WHAT IS REQUIRED: Copy the rows below word for word, keeping every line as it stands.

######

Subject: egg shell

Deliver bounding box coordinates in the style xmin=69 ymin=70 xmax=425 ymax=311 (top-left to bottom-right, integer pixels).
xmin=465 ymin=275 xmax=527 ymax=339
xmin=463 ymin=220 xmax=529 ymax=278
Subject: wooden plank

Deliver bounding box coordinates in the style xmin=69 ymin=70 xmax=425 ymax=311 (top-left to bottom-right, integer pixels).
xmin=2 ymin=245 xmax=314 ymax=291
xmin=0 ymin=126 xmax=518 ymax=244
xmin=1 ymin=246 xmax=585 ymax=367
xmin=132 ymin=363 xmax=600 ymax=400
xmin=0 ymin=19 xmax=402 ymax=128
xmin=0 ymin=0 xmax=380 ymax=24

######

OUTPUT FOR THIS TASK:
Subject: egg shell

Deliver bounding box coordinates in the style xmin=69 ymin=70 xmax=425 ymax=311 (top-left to bottom-right, integer pixels).
xmin=465 ymin=275 xmax=527 ymax=339
xmin=463 ymin=220 xmax=529 ymax=278
Subject: wooden plank

Deliver bounding box coordinates in the style xmin=69 ymin=70 xmax=425 ymax=311 (top-left to bottom-right, integer pixels).
xmin=2 ymin=245 xmax=314 ymax=291
xmin=0 ymin=126 xmax=518 ymax=244
xmin=1 ymin=246 xmax=585 ymax=367
xmin=132 ymin=363 xmax=600 ymax=400
xmin=0 ymin=19 xmax=402 ymax=128
xmin=0 ymin=0 xmax=380 ymax=24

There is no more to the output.